* Fragmento del documento:
- - - -
Francisco Fernández-Carvajal 13 de mayo de 2021
@hablarcondios
—
Mediante este don llegamos a tener un conocimiento más profundo de los
misterios de la fe. Es necesario para la plenitud de la vida cristiana.
— Se
concede a todos los cristianos, pero su desarrollo exige vivir en gracia y
empeñarse en la santidad personal.
—
Necesidad de purificar el alma. El don de entendimiento y la vida
contemplativa.
I. Cada
página de la Sagrada Escritura es una muestra de la solicitud con que Dios se
inclina hacia nosotros para guiarnos hacia la santidad. El Señor se muestra en
el Antiguo Testamento como la verdadera luz de Israel, sin la cual el pueblo se
descamina y tropieza en la oscuridad. Los grandes personajes del Antiguo
Testamento se vuelven una y otra vez hacia Yahvé para que les conduzca en las
horas difíciles. Dame a conocer tus caminos1,
pide Moisés para guiar al pueblo hasta la Tierra prometida. Sin la enseñanza
divina, se siente perdido. Y el rey David pide: Dame entendimiento para
que guarde tu Ley y la cumpla de todo corazón2.
Jesús
promete el Espíritu de verdad, que tendrá la misión de iluminar a la Iglesia
entera3. Con el envío del Paráclito «completa la revelación, la
culmina y la confirma con testimonio divino»4.
Los mismos Apóstoles comprenderán más tarde el sentido de las palabras del
Señor, que antes de Pentecostés se les presentaban oscuras. «Él es el alma de
esta Iglesia –enseña Pablo VI–. Él es quien explica a los fieles el sentido
profundo de las enseñanzas de Jesús y su misterio»5.
El
Paráclito nos conduce desde las primeras claridades de la fe a una
«inteligencia más profunda de la revelación»6.
Mediante el don de entendimiento o inteligencia al fiel cristiano le es dado un
conocimiento más profundo de los misterios revelados. El Espíritu Santo ilumina
la inteligencia con una luz poderosísima y le da a conocer con una claridad
desconocida hasta entonces el sentido profundo de los misterios de la fe.
- - - -
* Entradas extraídas:

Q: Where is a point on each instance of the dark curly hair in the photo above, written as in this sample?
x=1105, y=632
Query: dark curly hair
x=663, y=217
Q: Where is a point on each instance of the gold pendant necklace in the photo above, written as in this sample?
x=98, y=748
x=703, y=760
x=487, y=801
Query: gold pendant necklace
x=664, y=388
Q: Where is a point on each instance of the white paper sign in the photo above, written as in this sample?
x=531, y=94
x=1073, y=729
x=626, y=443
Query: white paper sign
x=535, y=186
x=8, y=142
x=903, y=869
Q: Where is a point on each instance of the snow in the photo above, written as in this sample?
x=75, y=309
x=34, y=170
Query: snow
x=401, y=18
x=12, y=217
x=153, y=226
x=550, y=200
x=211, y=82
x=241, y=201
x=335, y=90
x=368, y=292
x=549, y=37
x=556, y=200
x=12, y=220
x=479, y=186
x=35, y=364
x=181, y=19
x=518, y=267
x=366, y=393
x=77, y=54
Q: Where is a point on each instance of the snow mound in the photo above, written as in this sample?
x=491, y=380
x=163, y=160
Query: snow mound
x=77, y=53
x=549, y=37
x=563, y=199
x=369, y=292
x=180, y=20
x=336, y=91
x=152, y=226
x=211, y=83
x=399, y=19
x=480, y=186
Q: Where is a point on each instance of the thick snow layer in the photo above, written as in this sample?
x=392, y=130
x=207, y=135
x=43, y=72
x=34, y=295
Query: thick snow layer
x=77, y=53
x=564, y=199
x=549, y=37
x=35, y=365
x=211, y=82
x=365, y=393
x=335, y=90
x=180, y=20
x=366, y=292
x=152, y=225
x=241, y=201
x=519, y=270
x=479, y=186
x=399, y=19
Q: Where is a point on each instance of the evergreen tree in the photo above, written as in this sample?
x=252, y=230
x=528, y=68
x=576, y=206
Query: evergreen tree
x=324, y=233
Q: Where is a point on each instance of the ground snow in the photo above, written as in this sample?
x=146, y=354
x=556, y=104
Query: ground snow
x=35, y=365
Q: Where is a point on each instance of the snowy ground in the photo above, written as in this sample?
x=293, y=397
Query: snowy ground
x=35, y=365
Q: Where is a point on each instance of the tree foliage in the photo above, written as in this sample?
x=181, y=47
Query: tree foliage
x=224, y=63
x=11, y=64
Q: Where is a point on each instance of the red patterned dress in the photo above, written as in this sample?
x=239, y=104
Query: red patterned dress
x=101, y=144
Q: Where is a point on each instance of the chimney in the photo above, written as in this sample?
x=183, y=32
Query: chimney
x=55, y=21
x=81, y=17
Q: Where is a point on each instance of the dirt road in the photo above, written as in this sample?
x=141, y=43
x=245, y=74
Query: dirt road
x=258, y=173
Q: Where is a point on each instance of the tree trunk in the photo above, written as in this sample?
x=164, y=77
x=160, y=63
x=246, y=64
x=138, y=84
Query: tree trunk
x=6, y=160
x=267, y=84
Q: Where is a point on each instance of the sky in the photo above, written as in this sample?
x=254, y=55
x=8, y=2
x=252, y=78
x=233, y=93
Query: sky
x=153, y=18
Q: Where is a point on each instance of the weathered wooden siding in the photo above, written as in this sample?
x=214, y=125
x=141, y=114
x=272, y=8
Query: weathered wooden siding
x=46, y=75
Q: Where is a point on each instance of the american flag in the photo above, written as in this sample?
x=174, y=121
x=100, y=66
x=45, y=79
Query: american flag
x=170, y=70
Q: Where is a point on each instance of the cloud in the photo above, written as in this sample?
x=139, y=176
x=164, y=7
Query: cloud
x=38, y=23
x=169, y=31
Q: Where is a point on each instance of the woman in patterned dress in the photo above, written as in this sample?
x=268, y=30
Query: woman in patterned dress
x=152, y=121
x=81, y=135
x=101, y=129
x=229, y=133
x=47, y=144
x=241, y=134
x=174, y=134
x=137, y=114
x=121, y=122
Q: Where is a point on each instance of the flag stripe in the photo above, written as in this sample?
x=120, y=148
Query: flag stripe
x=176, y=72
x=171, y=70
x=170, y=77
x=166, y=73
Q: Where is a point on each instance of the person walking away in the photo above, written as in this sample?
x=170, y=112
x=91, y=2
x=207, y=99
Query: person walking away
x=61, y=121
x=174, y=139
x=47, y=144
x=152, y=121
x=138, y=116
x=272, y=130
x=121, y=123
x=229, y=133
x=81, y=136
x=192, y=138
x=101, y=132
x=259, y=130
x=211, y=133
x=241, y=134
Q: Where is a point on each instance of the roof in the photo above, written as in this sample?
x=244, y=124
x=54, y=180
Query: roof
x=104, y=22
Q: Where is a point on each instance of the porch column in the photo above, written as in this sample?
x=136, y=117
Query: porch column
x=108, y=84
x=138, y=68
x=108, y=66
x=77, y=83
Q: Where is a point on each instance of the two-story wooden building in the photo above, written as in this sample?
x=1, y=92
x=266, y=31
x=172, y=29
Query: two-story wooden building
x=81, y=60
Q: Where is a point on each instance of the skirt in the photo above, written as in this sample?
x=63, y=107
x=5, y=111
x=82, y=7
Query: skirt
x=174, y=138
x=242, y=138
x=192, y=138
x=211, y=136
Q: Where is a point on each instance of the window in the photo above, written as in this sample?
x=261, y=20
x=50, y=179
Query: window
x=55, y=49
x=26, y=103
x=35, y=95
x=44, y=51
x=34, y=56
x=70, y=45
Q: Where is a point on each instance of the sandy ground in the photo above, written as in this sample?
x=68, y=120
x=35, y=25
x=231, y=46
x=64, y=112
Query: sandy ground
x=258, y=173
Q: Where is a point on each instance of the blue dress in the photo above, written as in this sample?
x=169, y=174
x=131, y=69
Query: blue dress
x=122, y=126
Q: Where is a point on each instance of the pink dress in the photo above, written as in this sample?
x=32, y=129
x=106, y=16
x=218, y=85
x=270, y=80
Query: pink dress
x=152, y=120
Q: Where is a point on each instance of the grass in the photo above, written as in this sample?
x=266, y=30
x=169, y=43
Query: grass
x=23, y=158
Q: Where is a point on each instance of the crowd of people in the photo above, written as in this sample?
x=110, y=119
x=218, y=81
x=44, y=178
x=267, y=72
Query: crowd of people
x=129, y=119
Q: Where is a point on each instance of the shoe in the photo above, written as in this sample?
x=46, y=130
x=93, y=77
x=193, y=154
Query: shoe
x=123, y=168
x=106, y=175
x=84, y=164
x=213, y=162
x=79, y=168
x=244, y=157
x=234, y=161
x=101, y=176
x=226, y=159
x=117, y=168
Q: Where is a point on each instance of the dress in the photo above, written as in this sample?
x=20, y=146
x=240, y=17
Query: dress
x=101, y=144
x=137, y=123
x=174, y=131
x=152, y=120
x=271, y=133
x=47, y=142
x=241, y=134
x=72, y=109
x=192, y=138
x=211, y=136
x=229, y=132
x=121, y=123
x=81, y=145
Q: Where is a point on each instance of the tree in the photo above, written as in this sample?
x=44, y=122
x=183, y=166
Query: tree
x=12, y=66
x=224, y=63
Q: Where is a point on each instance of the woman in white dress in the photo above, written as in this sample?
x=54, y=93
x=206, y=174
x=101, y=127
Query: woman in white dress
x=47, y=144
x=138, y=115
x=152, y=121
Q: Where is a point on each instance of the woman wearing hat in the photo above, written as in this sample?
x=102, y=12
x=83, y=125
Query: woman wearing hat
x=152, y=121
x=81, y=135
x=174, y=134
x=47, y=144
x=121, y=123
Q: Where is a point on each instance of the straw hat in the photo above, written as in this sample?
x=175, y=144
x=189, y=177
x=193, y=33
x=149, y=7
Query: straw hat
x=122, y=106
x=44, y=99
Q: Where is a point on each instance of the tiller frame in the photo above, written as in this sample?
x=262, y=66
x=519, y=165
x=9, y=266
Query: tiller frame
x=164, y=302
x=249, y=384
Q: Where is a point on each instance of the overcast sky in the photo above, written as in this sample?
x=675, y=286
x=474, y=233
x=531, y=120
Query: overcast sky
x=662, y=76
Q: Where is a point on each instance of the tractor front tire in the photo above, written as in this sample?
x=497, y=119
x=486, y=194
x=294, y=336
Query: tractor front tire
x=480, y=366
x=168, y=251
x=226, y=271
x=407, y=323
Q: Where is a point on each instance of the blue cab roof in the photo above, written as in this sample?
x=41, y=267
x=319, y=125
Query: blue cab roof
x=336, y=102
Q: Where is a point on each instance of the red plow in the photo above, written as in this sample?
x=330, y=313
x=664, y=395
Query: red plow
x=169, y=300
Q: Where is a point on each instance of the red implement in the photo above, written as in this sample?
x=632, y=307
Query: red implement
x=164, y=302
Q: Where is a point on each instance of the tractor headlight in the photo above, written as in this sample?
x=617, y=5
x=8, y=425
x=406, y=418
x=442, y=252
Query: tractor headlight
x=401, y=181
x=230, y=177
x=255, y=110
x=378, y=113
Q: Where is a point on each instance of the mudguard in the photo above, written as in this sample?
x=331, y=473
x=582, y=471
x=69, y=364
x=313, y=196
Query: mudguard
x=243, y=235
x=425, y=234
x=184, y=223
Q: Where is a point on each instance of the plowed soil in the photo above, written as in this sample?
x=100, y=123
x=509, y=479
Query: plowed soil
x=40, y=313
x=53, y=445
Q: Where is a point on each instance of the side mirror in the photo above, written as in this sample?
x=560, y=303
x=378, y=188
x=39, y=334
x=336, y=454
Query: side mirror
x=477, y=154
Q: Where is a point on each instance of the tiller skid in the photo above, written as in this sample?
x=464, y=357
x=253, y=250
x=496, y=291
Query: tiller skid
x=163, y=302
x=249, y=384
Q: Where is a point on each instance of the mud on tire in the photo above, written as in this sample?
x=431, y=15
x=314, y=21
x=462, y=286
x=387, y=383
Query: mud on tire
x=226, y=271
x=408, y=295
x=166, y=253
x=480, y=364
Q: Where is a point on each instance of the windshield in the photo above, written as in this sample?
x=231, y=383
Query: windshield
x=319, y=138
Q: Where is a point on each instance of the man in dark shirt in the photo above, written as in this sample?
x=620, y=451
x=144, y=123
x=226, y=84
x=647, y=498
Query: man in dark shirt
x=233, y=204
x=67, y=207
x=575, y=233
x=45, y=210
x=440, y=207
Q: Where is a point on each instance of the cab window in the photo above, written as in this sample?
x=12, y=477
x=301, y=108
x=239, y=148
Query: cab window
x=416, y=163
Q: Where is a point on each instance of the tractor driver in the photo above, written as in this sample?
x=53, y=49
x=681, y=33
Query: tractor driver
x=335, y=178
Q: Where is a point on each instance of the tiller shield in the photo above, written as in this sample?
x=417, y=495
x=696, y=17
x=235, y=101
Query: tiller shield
- - - -
* El problema: Vuelve a escribir, sin cambiar nada, la parte del fragmento sobre el don de entendimiento empezando por "Mediante el don" y siguiendo hasta "los misterios de la fe.", ambas incluidas.

* Resultado a continuación:
Mediante el don de entendimiento o inteligencia al fiel cristiano le es dado un
conocimiento más profundo de los misterios revelados. El Espíritu Santo ilumina
la inteligencia con una luz poderosísima y le da a conocer con una claridad
desconocida hasta entonces el sentido profundo de los misterios de la fe.